## begin Data for this exercise

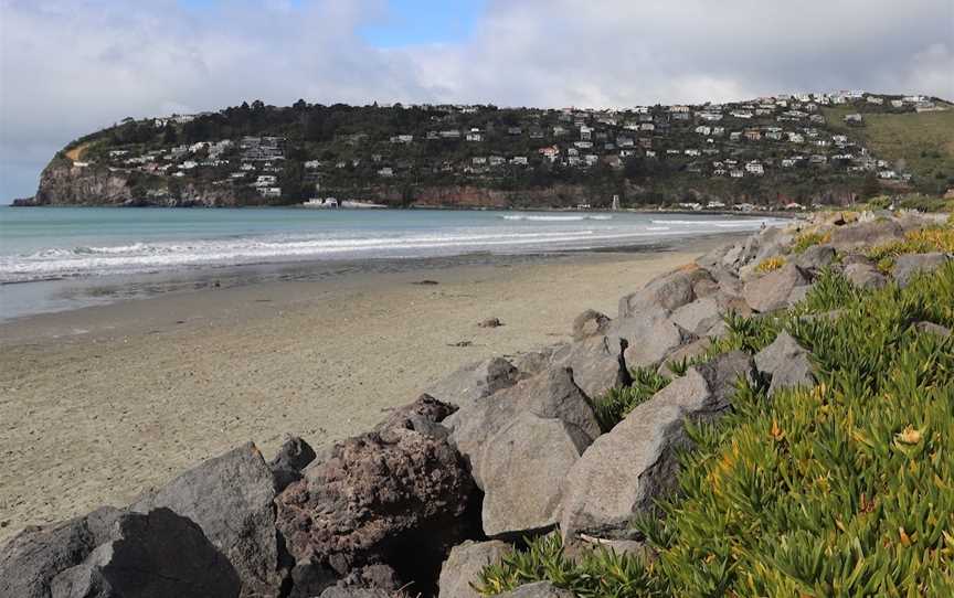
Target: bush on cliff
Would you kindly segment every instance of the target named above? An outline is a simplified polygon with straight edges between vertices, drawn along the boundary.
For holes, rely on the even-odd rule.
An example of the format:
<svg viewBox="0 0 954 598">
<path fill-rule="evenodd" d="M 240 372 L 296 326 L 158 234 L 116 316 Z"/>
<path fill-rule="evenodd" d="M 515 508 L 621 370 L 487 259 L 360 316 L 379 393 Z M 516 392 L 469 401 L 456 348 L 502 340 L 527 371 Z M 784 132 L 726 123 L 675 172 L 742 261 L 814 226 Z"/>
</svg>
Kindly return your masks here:
<svg viewBox="0 0 954 598">
<path fill-rule="evenodd" d="M 918 325 L 954 327 L 954 264 L 903 289 L 848 293 L 825 276 L 786 317 L 732 320 L 725 342 L 750 352 L 787 330 L 818 384 L 771 401 L 742 386 L 730 415 L 689 425 L 679 492 L 661 519 L 634 522 L 656 558 L 572 560 L 547 537 L 486 568 L 478 589 L 550 579 L 583 597 L 954 595 L 954 337 Z M 804 317 L 834 307 L 837 320 Z"/>
</svg>

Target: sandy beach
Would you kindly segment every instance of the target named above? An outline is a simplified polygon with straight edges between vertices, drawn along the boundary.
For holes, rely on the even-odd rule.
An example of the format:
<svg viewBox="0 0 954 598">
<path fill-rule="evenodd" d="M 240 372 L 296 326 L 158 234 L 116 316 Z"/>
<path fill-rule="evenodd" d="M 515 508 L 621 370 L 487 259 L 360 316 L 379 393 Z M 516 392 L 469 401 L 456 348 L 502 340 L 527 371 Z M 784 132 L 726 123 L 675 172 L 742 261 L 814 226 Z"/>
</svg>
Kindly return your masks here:
<svg viewBox="0 0 954 598">
<path fill-rule="evenodd" d="M 124 504 L 245 440 L 271 457 L 286 434 L 317 447 L 363 431 L 460 365 L 565 341 L 586 308 L 615 316 L 619 296 L 731 238 L 211 288 L 2 323 L 0 541 Z M 505 325 L 477 327 L 490 317 Z"/>
</svg>

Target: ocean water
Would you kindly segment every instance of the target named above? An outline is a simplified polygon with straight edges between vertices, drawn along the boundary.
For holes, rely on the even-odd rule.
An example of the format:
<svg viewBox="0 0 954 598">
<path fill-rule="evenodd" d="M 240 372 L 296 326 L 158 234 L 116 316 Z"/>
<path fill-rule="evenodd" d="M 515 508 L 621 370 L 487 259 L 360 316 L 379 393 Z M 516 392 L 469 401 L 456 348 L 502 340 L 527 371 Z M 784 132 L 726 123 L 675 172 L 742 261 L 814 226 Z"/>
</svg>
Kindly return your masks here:
<svg viewBox="0 0 954 598">
<path fill-rule="evenodd" d="M 605 249 L 776 222 L 621 212 L 0 207 L 0 319 L 82 303 L 57 301 L 64 285 L 51 282 L 82 288 L 262 265 Z"/>
</svg>

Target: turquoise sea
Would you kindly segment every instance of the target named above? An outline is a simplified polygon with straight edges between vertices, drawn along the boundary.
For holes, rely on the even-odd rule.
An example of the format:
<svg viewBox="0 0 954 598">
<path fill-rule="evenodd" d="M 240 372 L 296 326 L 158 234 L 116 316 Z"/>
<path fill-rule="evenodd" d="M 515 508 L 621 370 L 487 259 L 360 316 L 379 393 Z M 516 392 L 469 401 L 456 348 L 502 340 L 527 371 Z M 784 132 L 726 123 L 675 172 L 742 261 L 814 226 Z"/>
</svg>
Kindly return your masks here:
<svg viewBox="0 0 954 598">
<path fill-rule="evenodd" d="M 80 307 L 54 293 L 137 277 L 632 247 L 774 222 L 628 212 L 0 207 L 0 319 Z"/>
</svg>

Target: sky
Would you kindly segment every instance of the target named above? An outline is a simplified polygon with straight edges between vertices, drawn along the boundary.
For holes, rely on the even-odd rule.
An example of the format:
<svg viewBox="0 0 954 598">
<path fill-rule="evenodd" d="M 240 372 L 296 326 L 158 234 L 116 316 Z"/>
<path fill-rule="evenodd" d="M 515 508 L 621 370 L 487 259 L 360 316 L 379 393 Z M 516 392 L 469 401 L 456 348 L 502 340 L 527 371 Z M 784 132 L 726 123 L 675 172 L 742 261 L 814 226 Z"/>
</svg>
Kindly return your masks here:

## end Data for this exercise

:: The request ::
Output every line of the data above word for word, leaving out the pictures.

:: Result below ::
Target: bush on cliff
Would you kindly segment every instance of the target named above? An outline is a simplified polygon with straight edges between vertices, drawn along the boundary.
For holes, rely on the even-odd rule.
An example of the format:
<svg viewBox="0 0 954 598">
<path fill-rule="evenodd" d="M 240 372 L 296 326 L 158 234 L 116 316 Z"/>
<path fill-rule="evenodd" d="M 515 508 L 621 370 L 487 259 L 360 316 L 379 393 Z M 516 392 L 469 401 L 456 348 L 502 340 L 527 371 Z M 784 132 L 726 123 L 675 172 L 742 261 L 814 226 Z"/>
</svg>
Kindly return your masks here:
<svg viewBox="0 0 954 598">
<path fill-rule="evenodd" d="M 918 325 L 954 327 L 954 264 L 903 289 L 848 293 L 825 276 L 786 317 L 732 320 L 725 342 L 750 352 L 787 330 L 818 384 L 771 401 L 742 386 L 730 415 L 689 425 L 679 492 L 661 519 L 634 522 L 656 558 L 572 560 L 547 537 L 486 568 L 478 589 L 550 579 L 583 597 L 954 595 L 954 337 Z M 804 317 L 834 307 L 837 320 Z"/>
</svg>

Target: sandy beach
Would you kindly segment every instance of the target named above? An outline is a simplified polygon with straight edges between vertices, drawn along the boundary.
For holes, rely on the even-odd rule.
An example of the format:
<svg viewBox="0 0 954 598">
<path fill-rule="evenodd" d="M 240 372 L 296 326 L 158 234 L 116 316 Z"/>
<path fill-rule="evenodd" d="M 515 508 L 621 370 L 487 259 L 360 316 L 379 393 Z M 516 392 L 469 401 L 456 348 L 502 340 L 527 371 Z M 784 132 L 726 123 L 675 172 L 742 261 L 814 226 Z"/>
</svg>
Kindly return your masks here:
<svg viewBox="0 0 954 598">
<path fill-rule="evenodd" d="M 124 504 L 245 440 L 271 457 L 286 434 L 317 447 L 363 431 L 460 365 L 565 341 L 586 308 L 615 316 L 619 296 L 731 238 L 211 288 L 2 323 L 0 541 Z M 505 325 L 477 327 L 490 317 Z"/>
</svg>

Target: ocean water
Would you kindly segment every instance of the target named above? An outline is a simplified polygon with straight edges between vertices, drawn along the boundary.
For holes, rely on the even-odd rule.
An example of the format:
<svg viewBox="0 0 954 598">
<path fill-rule="evenodd" d="M 240 372 L 296 326 L 158 234 L 116 316 Z"/>
<path fill-rule="evenodd" d="M 515 508 L 621 370 L 487 259 L 360 316 L 379 393 Z M 516 392 L 469 401 L 456 348 L 502 340 L 527 371 Z M 784 132 L 726 123 L 675 172 L 742 261 L 814 226 Z"/>
</svg>
Kindly return your masks here:
<svg viewBox="0 0 954 598">
<path fill-rule="evenodd" d="M 605 249 L 776 222 L 621 212 L 0 207 L 0 319 L 82 303 L 57 301 L 64 285 L 51 282 L 82 288 L 262 265 Z"/>
</svg>

Target: turquoise sea
Would you kindly segment every instance of the target named above? An outline is a simplified polygon with straight edges between vertices, drawn along the boundary.
For holes, rely on the even-odd rule.
An example of the format:
<svg viewBox="0 0 954 598">
<path fill-rule="evenodd" d="M 240 372 L 296 326 L 158 234 L 116 316 Z"/>
<path fill-rule="evenodd" d="M 515 508 L 621 370 L 487 259 L 360 316 L 379 393 Z M 516 392 L 469 401 L 456 348 L 502 340 L 527 371 Z M 784 132 L 726 123 L 675 172 L 742 261 L 814 226 Z"/>
</svg>
Kindly return your masks here:
<svg viewBox="0 0 954 598">
<path fill-rule="evenodd" d="M 80 307 L 54 293 L 137 277 L 632 247 L 774 222 L 628 212 L 0 207 L 0 319 Z"/>
</svg>

Target: sky
Would you kindly segment every instance of the target named above? An outline is a simplified polygon with straight edges between vertices, drawn along the boundary.
For holes, rely on the even-odd rule.
An example of the format:
<svg viewBox="0 0 954 598">
<path fill-rule="evenodd" d="M 240 372 L 296 326 L 158 234 L 116 316 Z"/>
<path fill-rule="evenodd" d="M 515 508 L 621 370 L 487 259 L 360 316 L 379 393 Z M 516 392 L 469 401 L 456 348 L 502 340 L 527 371 Z M 784 132 L 726 123 L 675 172 L 742 261 L 814 226 Z"/>
</svg>
Kindly return your masks here:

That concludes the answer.